• _Task instructions_
Convert the data, from its start through the line containing "<point>103,87</point>", into a two-column CSV with the columns label_request and point_answer: one row per request, each request's text and its answer in a single quoted field, with line breaks replaced by spaces. Leave the pictures out.

• _Extracted data_
-- BEGIN --

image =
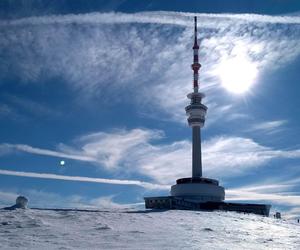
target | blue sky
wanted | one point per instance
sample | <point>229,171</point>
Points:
<point>103,87</point>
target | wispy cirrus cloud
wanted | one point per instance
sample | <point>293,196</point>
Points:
<point>43,199</point>
<point>83,179</point>
<point>155,44</point>
<point>269,127</point>
<point>138,151</point>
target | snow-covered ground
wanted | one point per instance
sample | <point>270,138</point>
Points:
<point>118,229</point>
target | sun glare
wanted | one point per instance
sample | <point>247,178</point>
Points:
<point>237,74</point>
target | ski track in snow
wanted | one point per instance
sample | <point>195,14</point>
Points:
<point>118,229</point>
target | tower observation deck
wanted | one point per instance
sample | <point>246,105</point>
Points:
<point>198,192</point>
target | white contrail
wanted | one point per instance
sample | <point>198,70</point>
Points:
<point>47,152</point>
<point>143,184</point>
<point>159,17</point>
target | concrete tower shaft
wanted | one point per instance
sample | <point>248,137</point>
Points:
<point>196,111</point>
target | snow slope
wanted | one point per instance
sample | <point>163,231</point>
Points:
<point>120,229</point>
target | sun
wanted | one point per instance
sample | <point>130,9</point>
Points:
<point>237,74</point>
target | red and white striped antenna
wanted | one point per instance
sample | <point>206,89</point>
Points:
<point>196,65</point>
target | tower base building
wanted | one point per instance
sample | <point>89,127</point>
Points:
<point>198,192</point>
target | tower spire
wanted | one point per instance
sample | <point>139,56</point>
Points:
<point>196,65</point>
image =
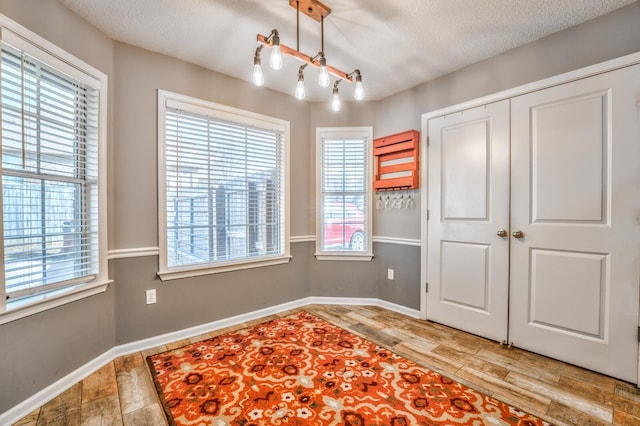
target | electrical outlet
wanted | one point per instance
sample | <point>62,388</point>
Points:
<point>151,296</point>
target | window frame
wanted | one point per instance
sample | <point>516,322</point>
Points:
<point>41,49</point>
<point>345,133</point>
<point>227,113</point>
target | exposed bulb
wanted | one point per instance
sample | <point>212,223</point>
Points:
<point>335,101</point>
<point>258,76</point>
<point>323,77</point>
<point>300,93</point>
<point>358,92</point>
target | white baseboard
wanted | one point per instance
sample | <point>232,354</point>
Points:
<point>47,394</point>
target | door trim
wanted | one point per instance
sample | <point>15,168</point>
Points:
<point>600,68</point>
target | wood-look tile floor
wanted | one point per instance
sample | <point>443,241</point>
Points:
<point>122,392</point>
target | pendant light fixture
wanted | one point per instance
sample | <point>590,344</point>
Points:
<point>300,92</point>
<point>317,11</point>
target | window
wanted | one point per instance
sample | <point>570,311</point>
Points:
<point>343,193</point>
<point>51,119</point>
<point>223,191</point>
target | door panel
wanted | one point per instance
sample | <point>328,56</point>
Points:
<point>575,176</point>
<point>468,199</point>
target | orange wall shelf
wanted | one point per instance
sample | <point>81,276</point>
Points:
<point>397,161</point>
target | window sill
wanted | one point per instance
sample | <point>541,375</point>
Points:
<point>229,267</point>
<point>359,257</point>
<point>43,302</point>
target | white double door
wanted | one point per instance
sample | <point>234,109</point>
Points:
<point>534,228</point>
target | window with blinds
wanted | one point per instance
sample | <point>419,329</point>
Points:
<point>344,193</point>
<point>49,172</point>
<point>224,186</point>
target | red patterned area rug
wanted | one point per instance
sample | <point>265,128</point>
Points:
<point>302,370</point>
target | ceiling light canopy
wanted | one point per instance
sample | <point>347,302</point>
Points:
<point>317,11</point>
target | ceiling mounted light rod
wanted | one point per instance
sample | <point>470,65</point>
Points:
<point>317,11</point>
<point>286,50</point>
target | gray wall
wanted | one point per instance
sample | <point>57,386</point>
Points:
<point>606,37</point>
<point>76,333</point>
<point>40,349</point>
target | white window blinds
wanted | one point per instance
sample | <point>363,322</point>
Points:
<point>49,175</point>
<point>343,198</point>
<point>225,188</point>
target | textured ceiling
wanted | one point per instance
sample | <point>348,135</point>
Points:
<point>397,44</point>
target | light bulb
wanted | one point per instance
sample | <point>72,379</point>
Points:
<point>258,76</point>
<point>323,77</point>
<point>358,92</point>
<point>276,57</point>
<point>300,94</point>
<point>335,100</point>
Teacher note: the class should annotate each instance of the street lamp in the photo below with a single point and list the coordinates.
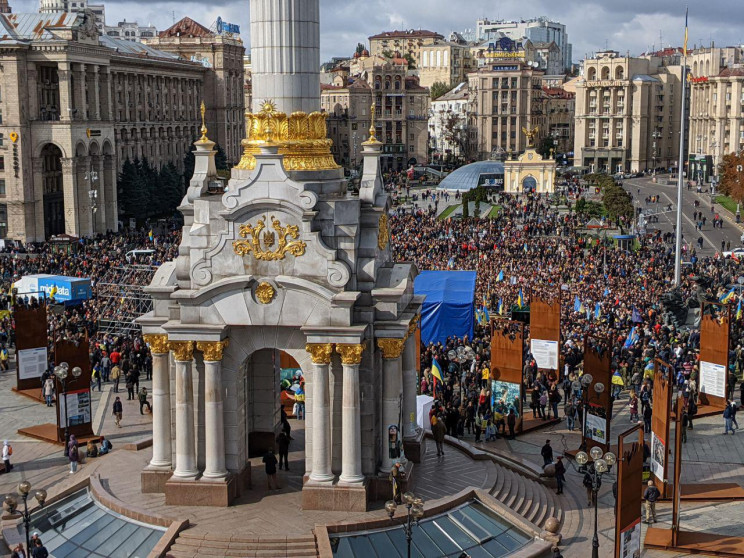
(601, 464)
(415, 511)
(10, 505)
(62, 371)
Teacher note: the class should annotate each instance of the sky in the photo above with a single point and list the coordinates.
(592, 25)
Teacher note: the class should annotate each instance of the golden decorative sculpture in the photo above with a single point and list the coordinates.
(391, 348)
(182, 350)
(265, 293)
(204, 137)
(383, 236)
(284, 246)
(320, 352)
(301, 138)
(530, 135)
(212, 350)
(158, 344)
(351, 354)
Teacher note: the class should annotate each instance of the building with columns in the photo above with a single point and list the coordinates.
(75, 105)
(283, 260)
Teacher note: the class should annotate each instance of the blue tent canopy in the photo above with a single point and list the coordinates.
(448, 309)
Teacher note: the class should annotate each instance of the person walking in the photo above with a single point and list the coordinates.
(283, 441)
(74, 456)
(269, 460)
(547, 453)
(144, 402)
(117, 410)
(7, 452)
(48, 391)
(650, 497)
(438, 430)
(560, 474)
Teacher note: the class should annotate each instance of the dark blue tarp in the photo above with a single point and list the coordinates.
(448, 309)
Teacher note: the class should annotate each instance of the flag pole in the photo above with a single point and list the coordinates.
(680, 168)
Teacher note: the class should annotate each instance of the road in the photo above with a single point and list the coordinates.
(712, 238)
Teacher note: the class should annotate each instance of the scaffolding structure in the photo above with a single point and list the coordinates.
(123, 299)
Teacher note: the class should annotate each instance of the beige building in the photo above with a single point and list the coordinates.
(74, 106)
(506, 96)
(222, 56)
(716, 107)
(404, 42)
(627, 112)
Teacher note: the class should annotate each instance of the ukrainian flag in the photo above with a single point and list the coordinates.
(436, 371)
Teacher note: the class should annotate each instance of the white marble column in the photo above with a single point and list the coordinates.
(185, 446)
(214, 423)
(321, 355)
(392, 389)
(351, 420)
(410, 382)
(162, 456)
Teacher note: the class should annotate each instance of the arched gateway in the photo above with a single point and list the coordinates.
(282, 259)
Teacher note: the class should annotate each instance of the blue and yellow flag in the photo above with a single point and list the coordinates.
(436, 371)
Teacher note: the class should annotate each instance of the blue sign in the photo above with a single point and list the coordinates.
(224, 27)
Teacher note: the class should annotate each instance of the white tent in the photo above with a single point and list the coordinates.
(423, 406)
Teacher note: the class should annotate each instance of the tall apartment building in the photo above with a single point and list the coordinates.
(537, 30)
(222, 55)
(506, 96)
(403, 42)
(74, 106)
(627, 112)
(716, 107)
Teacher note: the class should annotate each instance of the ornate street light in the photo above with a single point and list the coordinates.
(600, 465)
(10, 505)
(415, 511)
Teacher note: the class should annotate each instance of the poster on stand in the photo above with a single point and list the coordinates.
(712, 379)
(630, 541)
(77, 406)
(545, 353)
(596, 424)
(658, 456)
(32, 363)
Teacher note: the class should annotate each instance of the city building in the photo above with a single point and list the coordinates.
(716, 108)
(222, 55)
(448, 125)
(75, 105)
(506, 97)
(537, 30)
(628, 112)
(348, 105)
(403, 42)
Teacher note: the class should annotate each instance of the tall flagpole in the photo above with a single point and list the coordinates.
(680, 168)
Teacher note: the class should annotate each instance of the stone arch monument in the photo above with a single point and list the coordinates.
(281, 258)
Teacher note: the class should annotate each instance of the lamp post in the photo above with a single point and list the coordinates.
(601, 465)
(10, 504)
(61, 371)
(414, 512)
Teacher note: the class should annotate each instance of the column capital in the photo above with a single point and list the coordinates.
(183, 350)
(320, 352)
(158, 343)
(351, 354)
(212, 350)
(391, 348)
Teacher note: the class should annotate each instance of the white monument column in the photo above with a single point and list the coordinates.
(162, 455)
(285, 54)
(185, 441)
(351, 420)
(214, 423)
(410, 381)
(392, 390)
(321, 355)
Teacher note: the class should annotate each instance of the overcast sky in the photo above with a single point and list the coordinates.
(592, 24)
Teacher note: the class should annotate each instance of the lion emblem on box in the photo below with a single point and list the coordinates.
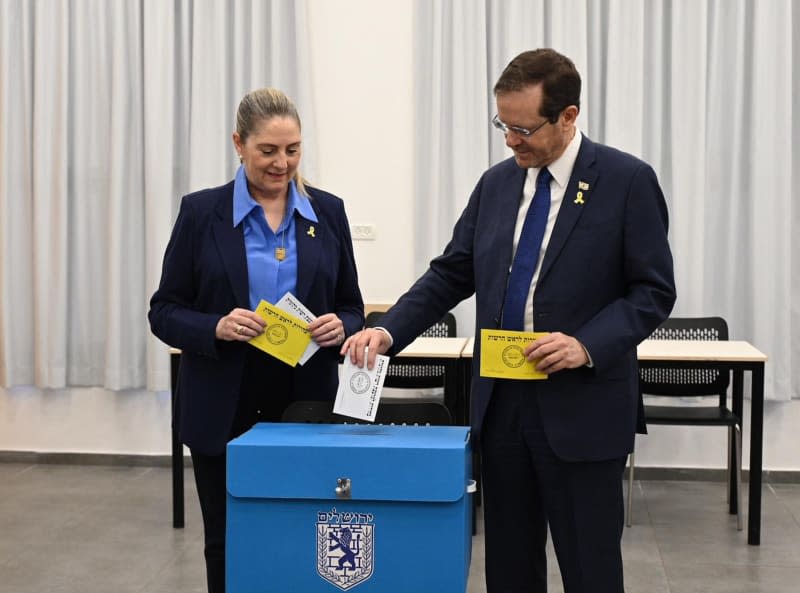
(345, 547)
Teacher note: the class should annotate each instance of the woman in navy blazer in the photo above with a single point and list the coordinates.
(259, 236)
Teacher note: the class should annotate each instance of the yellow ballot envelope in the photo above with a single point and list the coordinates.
(502, 355)
(285, 336)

-- END --

• _Result_
label_request,point_answer
"image = target | blue sky wanted | one point per instance sample | <point>229,171</point> Points:","<point>103,87</point>"